◆ Problema a resolver:
Cite na íntegra o texto sobre o julgamento no STF acerca da recusa de tratamentos de saúde por motivo religioso.

◆ Texto fornecido:
O Supremo Tribunal Federal (STF) deu início neste semana ao julgamento de duas ações que tratam da influência religiosa em tratamentos de saúde. O julgamento busca responder se a crença religiosa pode permitir que uma pessoa recuse um procedimento cirúrgico e se a liberdade de crença pode justificar o custeio de um tratamento especial pelo governo.
Até o momento, cinco ministros votaram a favor do direito de membros das Testemunhas de Jeová de recusar transfusões de sangue, prática proibida pela religião com base em suas interpretações bíblicas. A decisão será retomada na próxima semana.
Os ministros Luís Roberto Barroso e Gilmar Mendes, relatores das ações, apresentaram teses que consideram a liberdade religiosa e a autonomia individual, defendendo que o Estado deve adotar uma postura neutra nesses casos.
As ações analisam casos de pessoas dessa fé que se recusaram a receber sangue. As decisões a serem firmadas pelo STF terão repercussão geral, impactando todos os casos semelhantes, independentemente da religião envolvida.

◆ Dados fornecidos:
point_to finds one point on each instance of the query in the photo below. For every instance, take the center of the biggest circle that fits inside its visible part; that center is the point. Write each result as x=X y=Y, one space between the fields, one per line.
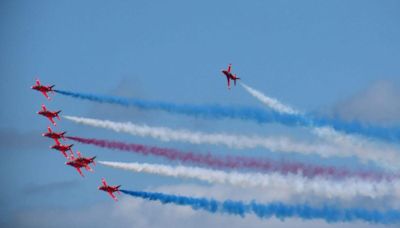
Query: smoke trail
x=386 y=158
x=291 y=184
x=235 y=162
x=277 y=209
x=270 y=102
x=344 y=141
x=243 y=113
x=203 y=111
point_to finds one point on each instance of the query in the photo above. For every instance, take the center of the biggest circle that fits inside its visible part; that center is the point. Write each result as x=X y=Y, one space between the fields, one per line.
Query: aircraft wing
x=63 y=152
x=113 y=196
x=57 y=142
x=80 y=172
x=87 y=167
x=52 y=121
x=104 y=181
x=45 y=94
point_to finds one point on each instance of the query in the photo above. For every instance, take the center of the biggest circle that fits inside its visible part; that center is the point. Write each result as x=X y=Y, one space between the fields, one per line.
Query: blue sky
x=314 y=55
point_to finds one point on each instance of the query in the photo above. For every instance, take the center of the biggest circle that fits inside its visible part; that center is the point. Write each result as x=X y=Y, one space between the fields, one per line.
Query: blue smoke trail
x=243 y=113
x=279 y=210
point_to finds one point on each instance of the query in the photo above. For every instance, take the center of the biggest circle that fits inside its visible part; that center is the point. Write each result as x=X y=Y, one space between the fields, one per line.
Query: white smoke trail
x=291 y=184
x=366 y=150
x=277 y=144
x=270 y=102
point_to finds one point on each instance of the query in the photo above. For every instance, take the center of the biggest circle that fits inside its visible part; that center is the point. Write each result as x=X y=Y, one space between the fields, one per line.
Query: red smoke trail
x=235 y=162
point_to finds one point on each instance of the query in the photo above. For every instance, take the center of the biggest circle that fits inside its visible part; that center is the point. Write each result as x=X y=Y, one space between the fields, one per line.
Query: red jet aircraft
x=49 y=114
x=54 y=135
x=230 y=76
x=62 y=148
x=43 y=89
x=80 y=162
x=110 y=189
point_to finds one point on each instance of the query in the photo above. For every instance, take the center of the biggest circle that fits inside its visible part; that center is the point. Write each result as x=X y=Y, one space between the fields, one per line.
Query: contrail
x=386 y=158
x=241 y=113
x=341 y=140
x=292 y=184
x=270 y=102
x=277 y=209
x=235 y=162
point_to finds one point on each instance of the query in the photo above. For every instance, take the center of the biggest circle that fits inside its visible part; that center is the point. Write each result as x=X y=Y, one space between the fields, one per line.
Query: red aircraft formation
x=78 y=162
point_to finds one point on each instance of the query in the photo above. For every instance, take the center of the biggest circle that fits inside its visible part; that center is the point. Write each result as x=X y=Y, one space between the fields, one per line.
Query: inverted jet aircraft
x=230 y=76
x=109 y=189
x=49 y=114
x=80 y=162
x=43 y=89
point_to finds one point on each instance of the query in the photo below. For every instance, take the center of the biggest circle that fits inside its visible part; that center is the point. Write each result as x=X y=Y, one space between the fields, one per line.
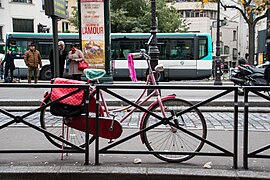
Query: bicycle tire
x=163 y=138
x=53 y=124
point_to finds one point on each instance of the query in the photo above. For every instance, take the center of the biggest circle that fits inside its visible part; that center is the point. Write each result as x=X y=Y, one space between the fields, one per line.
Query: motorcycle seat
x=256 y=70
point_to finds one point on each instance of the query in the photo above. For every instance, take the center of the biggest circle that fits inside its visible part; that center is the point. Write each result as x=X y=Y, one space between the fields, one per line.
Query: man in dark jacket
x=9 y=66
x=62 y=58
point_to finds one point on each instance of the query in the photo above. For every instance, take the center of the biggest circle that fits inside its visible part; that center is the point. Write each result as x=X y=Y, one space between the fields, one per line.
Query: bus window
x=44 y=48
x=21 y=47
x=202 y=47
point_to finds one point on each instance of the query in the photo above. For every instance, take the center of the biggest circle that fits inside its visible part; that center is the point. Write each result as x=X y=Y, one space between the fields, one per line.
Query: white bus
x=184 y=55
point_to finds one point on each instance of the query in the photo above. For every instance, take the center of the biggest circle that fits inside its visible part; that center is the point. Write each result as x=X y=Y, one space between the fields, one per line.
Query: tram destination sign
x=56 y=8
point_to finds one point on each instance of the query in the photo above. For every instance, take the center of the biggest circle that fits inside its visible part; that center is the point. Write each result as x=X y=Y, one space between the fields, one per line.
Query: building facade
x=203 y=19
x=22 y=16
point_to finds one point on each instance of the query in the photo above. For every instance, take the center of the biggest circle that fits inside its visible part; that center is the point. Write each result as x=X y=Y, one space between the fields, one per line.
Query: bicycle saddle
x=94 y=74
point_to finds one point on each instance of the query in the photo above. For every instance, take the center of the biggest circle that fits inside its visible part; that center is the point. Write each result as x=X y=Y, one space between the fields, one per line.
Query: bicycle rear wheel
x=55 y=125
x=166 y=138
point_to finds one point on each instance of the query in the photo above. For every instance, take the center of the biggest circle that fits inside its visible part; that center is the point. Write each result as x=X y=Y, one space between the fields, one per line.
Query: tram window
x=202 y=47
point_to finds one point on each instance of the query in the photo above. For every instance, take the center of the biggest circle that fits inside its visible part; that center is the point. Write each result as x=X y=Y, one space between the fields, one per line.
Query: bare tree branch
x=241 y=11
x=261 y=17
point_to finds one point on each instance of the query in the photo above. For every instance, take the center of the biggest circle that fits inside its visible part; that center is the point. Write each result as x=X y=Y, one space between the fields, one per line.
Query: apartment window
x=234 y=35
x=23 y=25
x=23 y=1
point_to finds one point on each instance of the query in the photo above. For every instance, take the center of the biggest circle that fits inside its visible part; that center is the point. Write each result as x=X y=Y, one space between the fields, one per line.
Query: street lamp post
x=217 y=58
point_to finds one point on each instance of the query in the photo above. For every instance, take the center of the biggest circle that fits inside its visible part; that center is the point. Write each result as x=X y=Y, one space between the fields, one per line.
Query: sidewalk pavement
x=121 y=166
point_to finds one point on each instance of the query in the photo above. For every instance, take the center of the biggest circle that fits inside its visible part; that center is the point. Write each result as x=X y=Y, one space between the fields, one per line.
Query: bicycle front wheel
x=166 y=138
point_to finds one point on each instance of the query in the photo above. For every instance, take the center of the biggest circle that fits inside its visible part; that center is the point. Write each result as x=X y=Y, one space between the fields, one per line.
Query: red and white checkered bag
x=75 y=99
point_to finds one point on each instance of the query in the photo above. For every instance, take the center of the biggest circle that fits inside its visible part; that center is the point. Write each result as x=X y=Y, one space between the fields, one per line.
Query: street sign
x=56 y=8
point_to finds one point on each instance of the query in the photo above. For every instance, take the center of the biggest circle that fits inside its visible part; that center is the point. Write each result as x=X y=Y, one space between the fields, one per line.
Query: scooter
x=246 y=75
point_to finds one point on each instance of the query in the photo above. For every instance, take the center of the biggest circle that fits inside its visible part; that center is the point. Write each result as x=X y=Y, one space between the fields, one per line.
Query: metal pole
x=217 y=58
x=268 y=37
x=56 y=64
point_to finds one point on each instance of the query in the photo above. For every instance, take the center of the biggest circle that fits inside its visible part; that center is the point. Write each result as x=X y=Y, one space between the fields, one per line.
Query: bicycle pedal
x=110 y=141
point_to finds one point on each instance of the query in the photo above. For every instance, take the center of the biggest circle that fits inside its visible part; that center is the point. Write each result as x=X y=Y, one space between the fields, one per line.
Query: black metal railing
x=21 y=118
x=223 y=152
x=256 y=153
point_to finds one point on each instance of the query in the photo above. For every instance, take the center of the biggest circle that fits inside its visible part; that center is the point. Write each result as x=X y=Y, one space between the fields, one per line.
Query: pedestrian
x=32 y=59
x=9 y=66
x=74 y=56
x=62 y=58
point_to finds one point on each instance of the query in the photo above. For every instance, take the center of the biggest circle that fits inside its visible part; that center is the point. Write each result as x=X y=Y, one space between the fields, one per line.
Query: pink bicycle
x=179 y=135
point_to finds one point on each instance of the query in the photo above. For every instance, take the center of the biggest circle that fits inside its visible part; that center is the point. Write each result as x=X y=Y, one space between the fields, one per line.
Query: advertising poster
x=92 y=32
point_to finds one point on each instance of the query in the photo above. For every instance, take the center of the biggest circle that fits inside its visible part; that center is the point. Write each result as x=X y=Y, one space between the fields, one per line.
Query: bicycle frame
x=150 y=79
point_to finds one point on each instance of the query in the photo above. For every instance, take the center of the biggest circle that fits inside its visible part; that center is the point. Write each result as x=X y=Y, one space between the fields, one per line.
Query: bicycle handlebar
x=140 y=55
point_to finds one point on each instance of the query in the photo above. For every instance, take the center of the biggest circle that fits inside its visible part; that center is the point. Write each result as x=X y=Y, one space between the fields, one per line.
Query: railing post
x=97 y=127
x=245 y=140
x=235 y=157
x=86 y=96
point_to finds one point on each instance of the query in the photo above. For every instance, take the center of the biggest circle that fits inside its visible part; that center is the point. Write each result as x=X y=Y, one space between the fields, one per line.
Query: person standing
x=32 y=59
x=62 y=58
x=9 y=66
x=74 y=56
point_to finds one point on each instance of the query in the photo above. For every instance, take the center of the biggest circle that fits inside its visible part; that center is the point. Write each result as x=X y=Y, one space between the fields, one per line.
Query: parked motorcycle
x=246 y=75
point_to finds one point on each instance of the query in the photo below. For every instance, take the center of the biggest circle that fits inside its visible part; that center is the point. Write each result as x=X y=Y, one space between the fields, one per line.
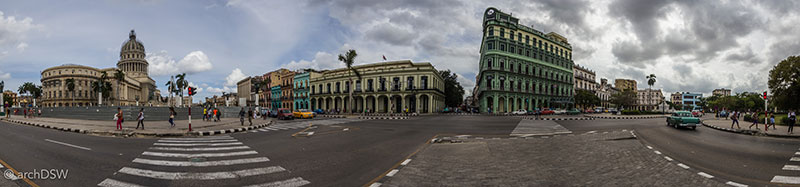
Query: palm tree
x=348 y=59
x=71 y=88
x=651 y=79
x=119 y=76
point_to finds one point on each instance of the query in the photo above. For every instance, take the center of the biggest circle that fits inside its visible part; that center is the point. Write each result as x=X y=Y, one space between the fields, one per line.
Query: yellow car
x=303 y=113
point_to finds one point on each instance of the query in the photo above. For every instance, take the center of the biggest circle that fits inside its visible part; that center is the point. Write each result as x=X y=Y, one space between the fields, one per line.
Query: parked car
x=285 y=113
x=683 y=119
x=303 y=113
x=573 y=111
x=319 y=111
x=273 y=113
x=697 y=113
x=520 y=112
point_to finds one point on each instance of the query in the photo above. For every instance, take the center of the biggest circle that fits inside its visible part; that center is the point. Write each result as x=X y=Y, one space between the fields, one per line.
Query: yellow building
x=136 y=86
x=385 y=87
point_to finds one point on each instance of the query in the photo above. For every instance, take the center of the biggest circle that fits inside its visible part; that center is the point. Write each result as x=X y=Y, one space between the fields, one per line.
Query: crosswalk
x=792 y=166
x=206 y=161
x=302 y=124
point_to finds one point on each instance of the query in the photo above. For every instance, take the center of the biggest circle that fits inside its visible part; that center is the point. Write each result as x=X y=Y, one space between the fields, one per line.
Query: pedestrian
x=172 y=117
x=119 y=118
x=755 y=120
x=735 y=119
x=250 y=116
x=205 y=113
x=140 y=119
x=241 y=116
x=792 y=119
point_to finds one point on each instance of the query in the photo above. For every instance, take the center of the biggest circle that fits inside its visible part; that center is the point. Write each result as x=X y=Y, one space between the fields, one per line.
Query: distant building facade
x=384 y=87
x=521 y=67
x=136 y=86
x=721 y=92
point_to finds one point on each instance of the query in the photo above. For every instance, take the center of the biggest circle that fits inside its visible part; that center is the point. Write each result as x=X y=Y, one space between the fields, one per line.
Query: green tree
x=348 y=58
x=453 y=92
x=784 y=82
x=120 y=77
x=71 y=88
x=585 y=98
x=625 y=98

==

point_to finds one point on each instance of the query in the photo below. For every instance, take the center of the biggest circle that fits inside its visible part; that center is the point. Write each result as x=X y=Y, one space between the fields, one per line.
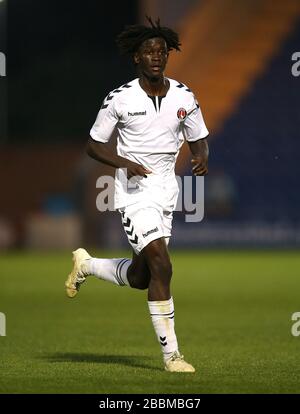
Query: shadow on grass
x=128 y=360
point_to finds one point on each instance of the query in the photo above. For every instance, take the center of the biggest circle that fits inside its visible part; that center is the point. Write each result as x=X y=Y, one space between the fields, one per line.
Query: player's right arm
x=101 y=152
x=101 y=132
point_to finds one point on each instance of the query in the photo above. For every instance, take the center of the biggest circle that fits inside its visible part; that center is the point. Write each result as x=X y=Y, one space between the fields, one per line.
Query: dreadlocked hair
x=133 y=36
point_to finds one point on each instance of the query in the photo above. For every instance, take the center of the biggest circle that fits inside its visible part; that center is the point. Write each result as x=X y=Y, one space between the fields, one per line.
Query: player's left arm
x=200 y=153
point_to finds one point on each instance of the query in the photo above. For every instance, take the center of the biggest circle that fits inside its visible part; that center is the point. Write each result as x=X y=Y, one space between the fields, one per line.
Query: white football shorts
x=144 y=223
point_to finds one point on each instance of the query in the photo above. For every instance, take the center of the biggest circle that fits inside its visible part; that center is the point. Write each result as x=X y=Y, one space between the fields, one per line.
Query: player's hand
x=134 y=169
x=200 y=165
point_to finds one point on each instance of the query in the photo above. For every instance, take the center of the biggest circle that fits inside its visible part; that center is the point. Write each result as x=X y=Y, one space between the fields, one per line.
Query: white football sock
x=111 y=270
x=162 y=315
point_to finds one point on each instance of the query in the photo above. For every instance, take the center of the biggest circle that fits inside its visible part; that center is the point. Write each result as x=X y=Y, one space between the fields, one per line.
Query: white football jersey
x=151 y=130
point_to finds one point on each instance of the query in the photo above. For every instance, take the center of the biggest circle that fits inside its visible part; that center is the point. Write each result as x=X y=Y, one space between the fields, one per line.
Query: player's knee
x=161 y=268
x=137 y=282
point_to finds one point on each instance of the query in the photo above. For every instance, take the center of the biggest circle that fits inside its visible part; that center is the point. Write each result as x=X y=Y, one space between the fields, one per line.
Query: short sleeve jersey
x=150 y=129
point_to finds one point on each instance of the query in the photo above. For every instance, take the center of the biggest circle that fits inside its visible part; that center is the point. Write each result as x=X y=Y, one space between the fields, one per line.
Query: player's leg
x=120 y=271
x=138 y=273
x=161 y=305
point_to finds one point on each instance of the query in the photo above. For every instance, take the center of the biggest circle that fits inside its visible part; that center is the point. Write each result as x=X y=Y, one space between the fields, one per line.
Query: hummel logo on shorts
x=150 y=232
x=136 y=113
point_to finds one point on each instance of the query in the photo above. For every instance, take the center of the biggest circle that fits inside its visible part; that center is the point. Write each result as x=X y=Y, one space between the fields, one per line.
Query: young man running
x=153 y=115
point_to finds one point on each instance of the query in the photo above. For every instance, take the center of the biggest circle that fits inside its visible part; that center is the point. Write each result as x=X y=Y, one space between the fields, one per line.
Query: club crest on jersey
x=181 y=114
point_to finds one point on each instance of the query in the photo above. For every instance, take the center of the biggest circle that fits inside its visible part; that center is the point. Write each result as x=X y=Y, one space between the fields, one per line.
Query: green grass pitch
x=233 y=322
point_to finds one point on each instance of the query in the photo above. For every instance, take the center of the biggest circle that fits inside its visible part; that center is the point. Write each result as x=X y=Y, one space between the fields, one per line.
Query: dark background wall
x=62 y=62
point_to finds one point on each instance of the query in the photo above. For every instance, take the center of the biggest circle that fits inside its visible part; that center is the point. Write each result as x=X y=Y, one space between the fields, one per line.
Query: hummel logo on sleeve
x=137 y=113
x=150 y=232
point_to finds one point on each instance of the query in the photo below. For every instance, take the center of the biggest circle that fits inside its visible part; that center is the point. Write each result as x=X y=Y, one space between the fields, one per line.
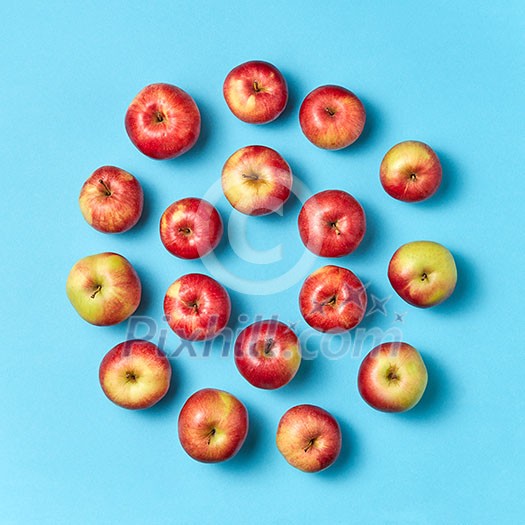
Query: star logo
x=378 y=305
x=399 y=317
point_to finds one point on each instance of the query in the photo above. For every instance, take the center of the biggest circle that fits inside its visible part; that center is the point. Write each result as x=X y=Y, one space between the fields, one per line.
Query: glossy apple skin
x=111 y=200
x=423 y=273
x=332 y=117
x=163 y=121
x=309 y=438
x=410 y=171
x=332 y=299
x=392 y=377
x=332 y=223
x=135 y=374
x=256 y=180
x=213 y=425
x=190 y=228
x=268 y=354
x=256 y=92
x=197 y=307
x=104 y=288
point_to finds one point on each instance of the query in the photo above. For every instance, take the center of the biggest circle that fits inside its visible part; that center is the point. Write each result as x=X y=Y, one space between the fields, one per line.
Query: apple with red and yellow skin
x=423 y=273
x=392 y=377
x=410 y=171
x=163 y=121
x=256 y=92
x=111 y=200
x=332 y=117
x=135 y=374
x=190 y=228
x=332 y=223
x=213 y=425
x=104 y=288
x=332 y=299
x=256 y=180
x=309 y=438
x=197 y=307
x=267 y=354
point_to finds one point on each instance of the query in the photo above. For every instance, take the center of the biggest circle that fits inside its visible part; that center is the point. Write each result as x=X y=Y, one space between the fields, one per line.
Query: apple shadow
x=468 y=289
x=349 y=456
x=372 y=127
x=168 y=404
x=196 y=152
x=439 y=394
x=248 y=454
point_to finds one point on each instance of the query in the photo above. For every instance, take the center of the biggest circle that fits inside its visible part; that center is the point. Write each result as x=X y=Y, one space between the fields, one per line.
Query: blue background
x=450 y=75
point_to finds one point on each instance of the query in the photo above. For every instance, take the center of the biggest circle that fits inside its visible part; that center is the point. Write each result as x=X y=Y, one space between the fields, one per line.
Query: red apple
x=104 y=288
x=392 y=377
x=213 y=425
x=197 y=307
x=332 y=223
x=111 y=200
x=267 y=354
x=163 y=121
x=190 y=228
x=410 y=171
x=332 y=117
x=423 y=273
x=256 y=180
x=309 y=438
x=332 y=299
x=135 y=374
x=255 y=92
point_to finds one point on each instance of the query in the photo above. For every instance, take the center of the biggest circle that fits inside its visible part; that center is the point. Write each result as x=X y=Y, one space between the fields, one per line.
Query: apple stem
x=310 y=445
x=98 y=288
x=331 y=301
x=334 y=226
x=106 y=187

◆ Resposta da tarefa:
O Supremo Tribunal Federal (STF) deu início neste semana ao julgamento de duas ações que tratam da influência religiosa em tratamentos de saúde. O julgamento busca responder se a crença religiosa pode permitir que uma pessoa recuse um procedimento cirúrgico e se a liberdade de crença pode justificar o custeio de um tratamento especial pelo governo.
Até o momento, cinco ministros votaram a favor do direito de membros das Testemunhas de Jeová de recusar transfusões de sangue, prática proibida pela religião com base em suas interpretações bíblicas. A decisão será retomada na próxima semana.
Os ministros Luís Roberto Barroso e Gilmar Mendes, relatores das ações, apresentaram teses que consideram a liberdade religiosa e a autonomia individual, defendendo que o Estado deve adotar uma postura neutra nesses casos.
As ações analisam casos de pessoas dessa fé que se recusaram a receber sangue. As decisões a serem firmadas pelo STF terão repercussão geral, impactando todos os casos semelhantes, independentemente da religião envolvida.